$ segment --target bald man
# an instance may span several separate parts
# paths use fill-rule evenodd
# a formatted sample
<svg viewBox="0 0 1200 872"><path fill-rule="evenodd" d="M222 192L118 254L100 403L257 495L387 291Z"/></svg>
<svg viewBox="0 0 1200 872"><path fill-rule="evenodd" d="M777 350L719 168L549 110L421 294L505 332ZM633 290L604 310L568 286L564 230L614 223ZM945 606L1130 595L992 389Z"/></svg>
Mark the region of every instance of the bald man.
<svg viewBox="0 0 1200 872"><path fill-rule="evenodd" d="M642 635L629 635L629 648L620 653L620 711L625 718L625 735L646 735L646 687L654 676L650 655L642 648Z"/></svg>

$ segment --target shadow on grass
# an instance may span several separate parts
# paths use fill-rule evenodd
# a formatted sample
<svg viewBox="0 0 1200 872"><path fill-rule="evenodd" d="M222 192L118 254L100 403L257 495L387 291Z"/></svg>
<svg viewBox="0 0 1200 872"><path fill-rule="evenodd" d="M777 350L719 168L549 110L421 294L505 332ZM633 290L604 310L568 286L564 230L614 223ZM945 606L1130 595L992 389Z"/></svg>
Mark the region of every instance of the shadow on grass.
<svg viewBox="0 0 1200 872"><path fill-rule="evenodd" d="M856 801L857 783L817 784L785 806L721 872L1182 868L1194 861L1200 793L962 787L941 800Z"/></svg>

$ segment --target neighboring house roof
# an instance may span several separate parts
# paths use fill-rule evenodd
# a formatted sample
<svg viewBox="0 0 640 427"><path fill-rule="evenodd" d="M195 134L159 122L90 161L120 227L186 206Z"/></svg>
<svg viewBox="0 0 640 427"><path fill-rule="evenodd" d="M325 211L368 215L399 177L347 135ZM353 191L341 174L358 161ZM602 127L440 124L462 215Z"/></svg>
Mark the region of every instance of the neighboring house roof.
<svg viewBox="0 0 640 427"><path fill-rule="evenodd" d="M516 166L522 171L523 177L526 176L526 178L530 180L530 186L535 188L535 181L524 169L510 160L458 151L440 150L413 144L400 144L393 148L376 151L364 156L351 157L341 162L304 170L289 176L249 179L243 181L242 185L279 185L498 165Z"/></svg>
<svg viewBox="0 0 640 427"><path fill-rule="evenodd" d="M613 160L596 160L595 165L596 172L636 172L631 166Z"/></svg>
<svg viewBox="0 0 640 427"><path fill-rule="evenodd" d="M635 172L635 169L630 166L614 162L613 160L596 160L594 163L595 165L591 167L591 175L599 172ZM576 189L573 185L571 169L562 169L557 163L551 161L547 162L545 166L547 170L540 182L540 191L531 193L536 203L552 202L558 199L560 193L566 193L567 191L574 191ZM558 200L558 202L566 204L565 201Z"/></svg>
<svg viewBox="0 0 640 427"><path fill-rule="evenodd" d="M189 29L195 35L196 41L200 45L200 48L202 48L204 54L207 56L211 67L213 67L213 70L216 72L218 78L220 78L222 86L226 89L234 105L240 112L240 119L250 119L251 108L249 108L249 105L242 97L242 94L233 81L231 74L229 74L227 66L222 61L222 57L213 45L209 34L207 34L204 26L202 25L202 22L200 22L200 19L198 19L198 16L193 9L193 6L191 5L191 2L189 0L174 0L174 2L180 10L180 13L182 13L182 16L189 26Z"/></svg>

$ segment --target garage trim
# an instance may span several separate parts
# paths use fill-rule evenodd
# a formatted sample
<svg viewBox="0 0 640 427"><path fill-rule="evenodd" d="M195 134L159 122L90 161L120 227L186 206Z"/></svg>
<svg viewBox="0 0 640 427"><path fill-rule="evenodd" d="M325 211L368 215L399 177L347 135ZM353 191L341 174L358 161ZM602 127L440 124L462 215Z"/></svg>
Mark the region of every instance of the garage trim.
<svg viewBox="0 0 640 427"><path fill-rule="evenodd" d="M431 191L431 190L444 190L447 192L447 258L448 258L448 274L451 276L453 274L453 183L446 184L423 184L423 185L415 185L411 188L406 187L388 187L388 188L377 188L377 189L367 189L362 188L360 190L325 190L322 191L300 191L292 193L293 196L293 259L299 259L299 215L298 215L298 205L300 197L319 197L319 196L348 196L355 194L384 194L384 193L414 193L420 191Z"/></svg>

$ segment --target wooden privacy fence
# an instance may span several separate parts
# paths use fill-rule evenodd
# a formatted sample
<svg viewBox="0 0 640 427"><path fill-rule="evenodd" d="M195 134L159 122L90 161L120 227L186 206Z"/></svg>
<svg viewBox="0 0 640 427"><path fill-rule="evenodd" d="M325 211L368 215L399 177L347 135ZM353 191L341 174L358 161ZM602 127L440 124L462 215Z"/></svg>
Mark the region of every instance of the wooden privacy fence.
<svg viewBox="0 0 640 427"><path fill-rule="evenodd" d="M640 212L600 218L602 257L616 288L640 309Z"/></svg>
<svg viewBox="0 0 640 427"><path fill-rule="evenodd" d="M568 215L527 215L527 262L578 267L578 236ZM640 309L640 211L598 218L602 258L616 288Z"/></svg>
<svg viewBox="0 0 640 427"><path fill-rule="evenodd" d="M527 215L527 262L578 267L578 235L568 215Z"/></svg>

__What the task asks__.
Update the records above by replacing each occurrence of "Mark the region" with "Outline the area" and leaving every other line unchanged.

__Complete answer__.
$ segment --target bald man
# an instance may span several separate parts
# paths use fill-rule evenodd
# a formatted sample
<svg viewBox="0 0 1200 872"><path fill-rule="evenodd" d="M222 192L118 254L100 403L257 495L387 291Z"/></svg>
<svg viewBox="0 0 1200 872"><path fill-rule="evenodd" d="M777 350L719 168L549 110L421 294L505 332ZM633 290L604 310L568 286L564 230L614 223ZM945 606L1130 595L992 389Z"/></svg>
Outline the area of every instance of the bald man.
<svg viewBox="0 0 1200 872"><path fill-rule="evenodd" d="M642 635L629 635L629 648L620 653L620 711L625 718L625 735L646 735L646 687L654 676L650 655L642 648Z"/></svg>

$ segment --target shadow on grass
# an instance may span several separate parts
# paths use fill-rule evenodd
# a formatted sample
<svg viewBox="0 0 1200 872"><path fill-rule="evenodd" d="M222 192L118 254L100 403L257 495L387 291Z"/></svg>
<svg viewBox="0 0 1200 872"><path fill-rule="evenodd" d="M777 350L719 168L549 110L421 294L505 332ZM633 290L604 310L568 286L564 230L614 223ZM945 606L1130 595L992 389Z"/></svg>
Outline the area of every instance of the shadow on grass.
<svg viewBox="0 0 1200 872"><path fill-rule="evenodd" d="M856 801L857 783L817 784L785 806L721 872L1182 868L1194 861L1200 793L962 787L941 800Z"/></svg>

$ segment --target neighboring house roof
# an instance may span several separate parts
# paths use fill-rule evenodd
# a formatted sample
<svg viewBox="0 0 640 427"><path fill-rule="evenodd" d="M195 134L159 122L90 161L120 227L186 206Z"/></svg>
<svg viewBox="0 0 640 427"><path fill-rule="evenodd" d="M325 211L368 215L399 177L347 135ZM353 191L341 174L358 161ZM602 127L440 124L462 215Z"/></svg>
Outline the area of every instance of the neighboring house roof.
<svg viewBox="0 0 640 427"><path fill-rule="evenodd" d="M516 166L522 171L523 177L526 176L526 178L530 180L530 186L535 188L535 181L524 169L510 160L458 151L440 150L413 144L400 144L393 148L376 151L364 156L351 157L341 162L304 170L289 176L249 179L243 181L242 185L279 185L498 165Z"/></svg>
<svg viewBox="0 0 640 427"><path fill-rule="evenodd" d="M613 160L596 160L595 165L596 172L636 172L631 166Z"/></svg>
<svg viewBox="0 0 640 427"><path fill-rule="evenodd" d="M635 172L635 169L630 166L614 162L613 160L596 160L594 163L595 165L591 167L591 175L599 172ZM576 189L573 185L571 169L562 169L557 163L551 161L547 162L545 166L547 170L540 182L540 191L531 193L536 203L552 202L558 199L560 193L566 193L567 191L574 191ZM558 200L558 202L566 204L565 201Z"/></svg>
<svg viewBox="0 0 640 427"><path fill-rule="evenodd" d="M189 29L195 35L196 41L200 45L200 48L202 48L204 54L207 56L211 67L213 67L213 70L216 72L218 78L220 78L222 86L226 89L234 105L240 112L240 119L250 119L251 108L249 108L249 105L242 97L242 94L233 81L231 74L229 74L227 66L222 61L222 57L213 45L209 34L207 34L204 26L202 25L202 22L200 22L200 19L198 19L198 16L193 9L193 6L191 5L191 2L189 0L174 0L174 2L180 10L180 13L182 13L182 16L189 26Z"/></svg>

$ segment --target garage trim
# an instance may span several separate parts
# paths use fill-rule evenodd
# a formatted sample
<svg viewBox="0 0 640 427"><path fill-rule="evenodd" d="M195 134L159 122L90 161L120 227L186 206Z"/></svg>
<svg viewBox="0 0 640 427"><path fill-rule="evenodd" d="M325 211L368 215L399 177L347 135ZM353 191L341 174L358 161ZM602 127L440 124L462 215Z"/></svg>
Outline the area of every instance of the garage trim.
<svg viewBox="0 0 640 427"><path fill-rule="evenodd" d="M431 191L431 190L444 190L447 192L447 258L448 258L448 274L451 276L453 274L453 183L446 184L423 184L423 185L415 185L411 188L406 187L388 187L388 188L377 188L377 189L367 189L362 188L360 190L325 190L322 191L300 191L292 193L293 196L293 259L299 259L299 215L298 215L298 205L300 197L319 197L319 196L348 196L355 194L384 194L384 193L414 193L420 191Z"/></svg>

$ segment --target wooden privacy fence
# an instance may span several separate parts
# paths use fill-rule evenodd
# a formatted sample
<svg viewBox="0 0 640 427"><path fill-rule="evenodd" d="M195 134L159 122L90 161L120 227L186 206Z"/></svg>
<svg viewBox="0 0 640 427"><path fill-rule="evenodd" d="M325 211L368 215L399 177L347 135ZM353 191L341 174L358 161ZM602 127L440 124L462 215Z"/></svg>
Outline the area of every instance of the wooden privacy fence.
<svg viewBox="0 0 640 427"><path fill-rule="evenodd" d="M640 212L600 218L602 257L616 288L640 309Z"/></svg>
<svg viewBox="0 0 640 427"><path fill-rule="evenodd" d="M568 215L527 215L527 262L578 267L578 236ZM640 309L640 211L598 218L602 258L616 288Z"/></svg>
<svg viewBox="0 0 640 427"><path fill-rule="evenodd" d="M527 215L527 262L578 267L578 235L568 215Z"/></svg>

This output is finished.